■ Task prompt ■
Write out every entry exactly as it appears.

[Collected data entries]

....................

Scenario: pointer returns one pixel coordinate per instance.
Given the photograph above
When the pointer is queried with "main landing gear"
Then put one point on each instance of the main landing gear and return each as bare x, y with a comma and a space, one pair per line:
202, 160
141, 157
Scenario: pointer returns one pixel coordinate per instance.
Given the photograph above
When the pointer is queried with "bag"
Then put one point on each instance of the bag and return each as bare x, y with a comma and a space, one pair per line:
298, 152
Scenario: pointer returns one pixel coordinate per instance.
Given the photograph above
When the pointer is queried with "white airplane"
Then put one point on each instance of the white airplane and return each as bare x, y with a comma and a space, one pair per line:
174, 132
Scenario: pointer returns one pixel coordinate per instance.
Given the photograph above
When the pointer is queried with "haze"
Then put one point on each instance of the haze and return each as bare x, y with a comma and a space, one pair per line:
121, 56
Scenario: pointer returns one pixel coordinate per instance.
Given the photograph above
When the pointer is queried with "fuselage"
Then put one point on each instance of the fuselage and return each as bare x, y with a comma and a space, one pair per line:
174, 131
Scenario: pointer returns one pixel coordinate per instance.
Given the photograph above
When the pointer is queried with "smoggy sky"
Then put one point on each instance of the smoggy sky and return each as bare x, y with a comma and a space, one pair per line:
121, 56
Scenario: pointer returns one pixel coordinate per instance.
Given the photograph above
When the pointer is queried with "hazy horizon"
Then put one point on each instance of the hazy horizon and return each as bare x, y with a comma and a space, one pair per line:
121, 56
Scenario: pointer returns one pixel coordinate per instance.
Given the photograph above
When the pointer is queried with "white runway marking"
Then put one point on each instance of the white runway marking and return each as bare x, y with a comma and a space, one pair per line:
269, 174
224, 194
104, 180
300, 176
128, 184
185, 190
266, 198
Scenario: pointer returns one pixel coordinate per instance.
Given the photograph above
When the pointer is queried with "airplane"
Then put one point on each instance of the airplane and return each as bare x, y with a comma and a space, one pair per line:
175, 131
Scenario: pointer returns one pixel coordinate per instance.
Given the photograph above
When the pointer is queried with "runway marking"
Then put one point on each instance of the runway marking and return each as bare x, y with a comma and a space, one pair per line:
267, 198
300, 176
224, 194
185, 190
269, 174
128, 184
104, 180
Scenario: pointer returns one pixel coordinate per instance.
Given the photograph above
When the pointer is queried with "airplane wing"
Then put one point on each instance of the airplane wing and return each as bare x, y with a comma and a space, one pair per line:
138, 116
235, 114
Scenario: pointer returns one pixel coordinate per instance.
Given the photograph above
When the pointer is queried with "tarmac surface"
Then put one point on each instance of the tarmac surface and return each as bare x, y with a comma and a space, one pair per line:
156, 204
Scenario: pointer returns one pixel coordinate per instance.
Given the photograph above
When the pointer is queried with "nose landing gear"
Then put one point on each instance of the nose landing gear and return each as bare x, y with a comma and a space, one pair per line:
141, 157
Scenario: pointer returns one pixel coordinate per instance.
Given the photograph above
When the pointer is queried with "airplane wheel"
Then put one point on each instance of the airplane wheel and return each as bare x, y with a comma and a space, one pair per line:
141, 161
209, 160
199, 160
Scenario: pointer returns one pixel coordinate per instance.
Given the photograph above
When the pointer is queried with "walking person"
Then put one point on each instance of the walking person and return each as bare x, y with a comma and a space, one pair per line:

....................

■ Answer to this task ■
Scenario: pointer returns one pixel coordinate per instance.
Given the photograph above
When the pointer is queried with "main landing gear"
Then put one point on each instance of the main landing gear and return each as bare x, y with a comma and a space, one pair per line:
202, 160
141, 157
Scenario: pointer returns one pixel coordinate per instance.
Given the photograph above
When the pointer is queried with "bag"
Then put one point on each instance of the bag and return each as bare x, y with a comma and a space, one pair per line:
298, 152
Scenario: pointer returns one pixel coordinate per instance.
Given the photograph above
When the pointer is queried with "white airplane"
Then put one point on each instance of the white airplane and return each as bare x, y with a comma and a space, one pair per line:
174, 132
Scenario: pointer returns one pixel coordinate per instance.
Given the photograph above
When the pointer is queried with "haze"
Then put one point on each instance of the haze and return each as bare x, y with a comma and a space, one pair per line:
121, 56
Scenario: pointer returns one pixel coordinate per instance.
Given the photograph above
When the pointer is queried with "fuselage"
Then put one point on each instance of the fuselage and return each as bare x, y with a comma and a space, one pair per line:
174, 131
Scenario: pointer returns one pixel coordinate per instance.
Given the photograph above
When the pointer is queried with "smoggy sky"
Then put one point on each instance of the smoggy sky and return each as bare x, y with a comma and a space, one pair per line:
121, 56
Scenario: pointer returns one pixel coordinate per instance.
Given the photograph above
When the pointer is queried with "hazy horizon"
Then put one point on each instance of the hazy horizon and return each as bare x, y with a comma and a space, one pair per line:
121, 56
Scenario: pointer returns one pixel coordinate per instance.
Given the photograph above
When the pointer is queried with "white runway marking"
Then put one point on each instance of the white runway marking and return each as bare x, y with a comma and a space, one pair per line:
269, 174
224, 194
104, 180
300, 176
128, 184
185, 190
266, 198
Scenario: pointer returns one pixel coordinate per instance.
Given the photograph above
When the pointer is queried with "airplane"
Then put one point on each instance of the airplane and return each as bare x, y with a comma and a space, one pair per line:
175, 131
Scenario: pointer returns one pixel coordinate per instance.
Given the photograph above
When the pointer is queried with "runway marking"
Then put one point on each instance of the runway marking and return each as bare x, y with a comma and a space, one pair per line:
267, 198
300, 176
224, 194
185, 190
269, 174
128, 184
104, 180
Scenario: pointer returns one pixel coordinate per instance.
Given the photograph above
When the pointer is queried with "airplane wing"
Then put one point on each instance of the airplane wing and return each as bare x, y with a comma and a space, one pair per line:
138, 116
235, 114
Scenario: pointer returns one pixel coordinate per instance.
Given the photograph above
When the pointer is queried with "tarmac surface"
Then put one point on each instance of the tarmac surface and return each as bare x, y with a comma and a space, one pair per line:
156, 204
Scenario: pointer returns one pixel coordinate per instance.
Given the photograph above
When the pointer is queried with "nose landing gear"
Then put one point on each instance of the nose landing gear and return each as bare x, y with a comma and a space, one pair per line:
141, 157
Scenario: pointer returns one pixel coordinate per instance.
Given the photograph above
When the pointer is queried with "airplane wheel"
Then put one point on each instance of the airplane wheel and return each as bare x, y with a comma and a space, one pair per line:
141, 161
209, 160
199, 160
Scenario: pointer returns one pixel coordinate per instance.
Given the photograph above
When the pointer is queried with "walking person"
Then put one point on each instance of the walking person and return each as bare x, y with a comma and a space, one pair per line:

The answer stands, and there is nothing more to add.